What is expected >>
Only the pictures are to be left out; set down the rest of the records exactly.

* BEGIN Supplied records *

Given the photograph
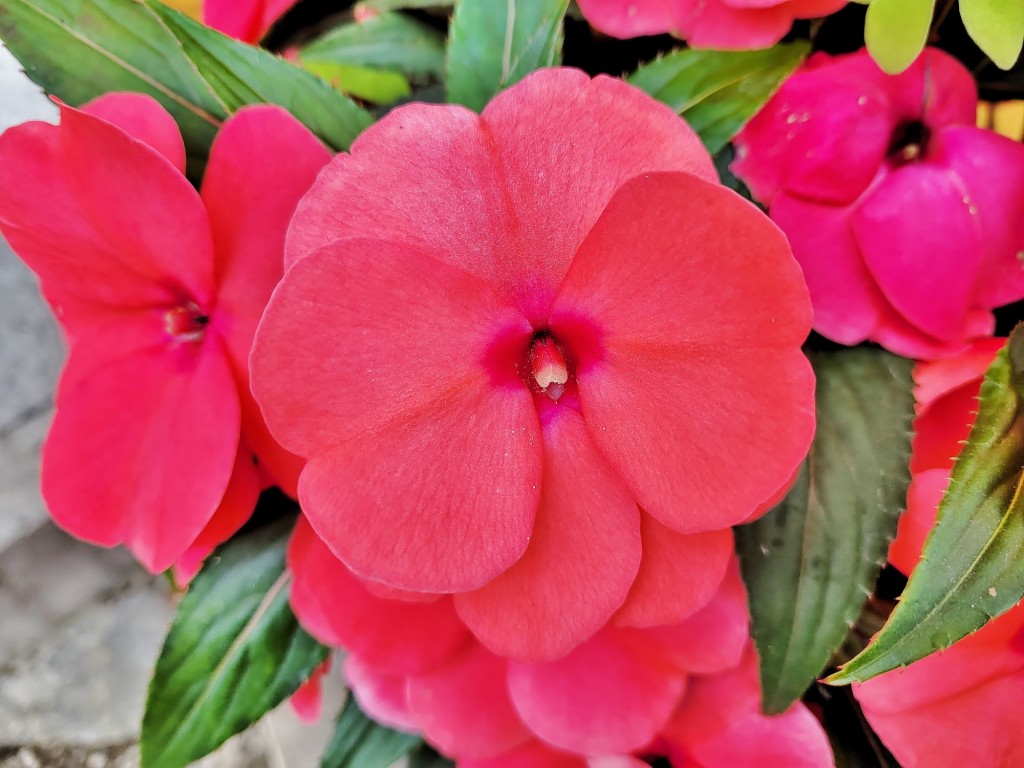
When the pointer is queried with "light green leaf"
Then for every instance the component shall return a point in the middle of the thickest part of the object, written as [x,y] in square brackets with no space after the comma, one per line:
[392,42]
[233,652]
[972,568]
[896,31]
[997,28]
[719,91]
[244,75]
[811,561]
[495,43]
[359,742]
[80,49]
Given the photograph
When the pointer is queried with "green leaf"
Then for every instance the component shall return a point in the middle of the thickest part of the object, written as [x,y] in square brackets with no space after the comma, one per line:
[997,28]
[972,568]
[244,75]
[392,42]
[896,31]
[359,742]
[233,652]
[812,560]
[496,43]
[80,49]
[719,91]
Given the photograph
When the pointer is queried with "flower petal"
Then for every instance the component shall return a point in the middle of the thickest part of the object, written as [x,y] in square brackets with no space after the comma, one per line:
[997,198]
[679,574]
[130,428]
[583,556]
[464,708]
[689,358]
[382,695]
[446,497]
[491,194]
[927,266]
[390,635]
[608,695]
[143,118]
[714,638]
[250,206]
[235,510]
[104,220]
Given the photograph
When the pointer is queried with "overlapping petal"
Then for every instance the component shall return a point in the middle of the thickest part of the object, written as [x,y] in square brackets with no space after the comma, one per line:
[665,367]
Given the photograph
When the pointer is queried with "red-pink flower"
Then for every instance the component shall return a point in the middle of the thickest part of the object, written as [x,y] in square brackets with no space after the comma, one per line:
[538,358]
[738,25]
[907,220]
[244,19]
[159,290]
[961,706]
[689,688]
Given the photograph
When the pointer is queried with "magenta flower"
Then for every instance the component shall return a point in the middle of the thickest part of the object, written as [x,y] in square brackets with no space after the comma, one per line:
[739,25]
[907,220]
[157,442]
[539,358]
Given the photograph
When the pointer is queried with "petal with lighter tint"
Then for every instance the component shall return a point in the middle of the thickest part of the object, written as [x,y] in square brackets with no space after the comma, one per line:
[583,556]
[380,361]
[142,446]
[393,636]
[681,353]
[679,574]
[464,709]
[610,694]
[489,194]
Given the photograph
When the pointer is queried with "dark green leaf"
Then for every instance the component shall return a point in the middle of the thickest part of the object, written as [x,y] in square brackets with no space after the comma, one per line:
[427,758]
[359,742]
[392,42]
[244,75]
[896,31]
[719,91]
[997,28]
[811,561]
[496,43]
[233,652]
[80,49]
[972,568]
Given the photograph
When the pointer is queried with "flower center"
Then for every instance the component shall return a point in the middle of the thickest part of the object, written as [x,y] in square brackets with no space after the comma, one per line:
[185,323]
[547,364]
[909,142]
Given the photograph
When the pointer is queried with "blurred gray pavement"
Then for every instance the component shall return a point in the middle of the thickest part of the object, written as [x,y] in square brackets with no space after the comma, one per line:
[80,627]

* END Supplied records *

Solution to this problem >>
Given the photograph
When the pointer is queried with "light green leaf"
Then for every instance the component shall return a point in the middle of the thickest part of the object, written as [x,y] in square brackets with no space after the comma, one per line:
[392,42]
[233,652]
[972,568]
[896,31]
[997,28]
[719,91]
[244,75]
[811,561]
[495,43]
[359,742]
[80,49]
Given the photograph
When the pointer is queried with "green leaf"
Then for every instance the component shall return a point in the middle of the thickest part of the object, written as [x,y] in square brackets with no space after the comma, one per line:
[997,28]
[972,568]
[244,75]
[392,42]
[896,31]
[359,742]
[233,652]
[812,560]
[496,43]
[80,49]
[719,91]
Given the photograph
When the pointer is queried with "flower petal"
Then for every instance the component shall return a point in the middle of the thickest part of the object, written as [x,y] in square brackets with no space after the comma, one per line:
[997,198]
[679,574]
[130,428]
[583,556]
[464,708]
[689,358]
[382,695]
[446,497]
[491,194]
[927,266]
[390,635]
[608,695]
[143,118]
[714,638]
[250,206]
[235,510]
[104,220]
Given the photograph
When the pointer is queried with "overlapping petal"
Then for every instance the component shall return a point in the middle of the thickest part of the object, written as [x,y] in square brackets with no space after the comma, one per line:
[665,367]
Given the photograph
When the pointer is queried with "red-pink flower"
Then for every instance the component shall return a point in the middle of the thickest part of the object, written as [x,y] in square brackets with no space after the comma, one per line:
[538,358]
[738,25]
[907,220]
[244,19]
[159,290]
[961,706]
[689,688]
Given the photograph
When the pointer is queried with "magenta flower"
Then for every instance the component shall return a point in the middle of the thickest part of the object, written as [x,y] in square brackets with no space after the comma, one per line:
[739,25]
[907,220]
[157,442]
[539,358]
Given the photograph
When the pointer is queried with "petal with lighter tint"
Then for every instance the component shall return a point in the middle of the thickest part of the object, written as [x,y] in square brackets with no space after the comma, one per line:
[583,556]
[380,361]
[142,446]
[393,636]
[681,353]
[679,574]
[464,709]
[610,694]
[489,194]
Given the photograph
When the pointer is queried with "dark green leaf"
Then for every instance the component shall return a point in the middle of the thickest part of the object, written as [x,y] in square brackets with no space after the comma, one per line:
[427,758]
[359,742]
[392,42]
[244,75]
[896,31]
[719,91]
[997,28]
[811,561]
[496,43]
[233,652]
[80,49]
[972,568]
Given the photograph
When the pointer is queried with "flower center"
Then for every instance the component shall return a point in the middle of the thickest part of the object, written as [x,y] in square brackets with no space after the comma, one per line:
[185,323]
[547,364]
[909,142]
Given the photograph
When the pointer is queried with "blurred gray pavement"
Then for every instance the component shall return a point in the middle of the thickest part of the object, written as [x,y] in square brackets with no space after the comma, one per line:
[80,627]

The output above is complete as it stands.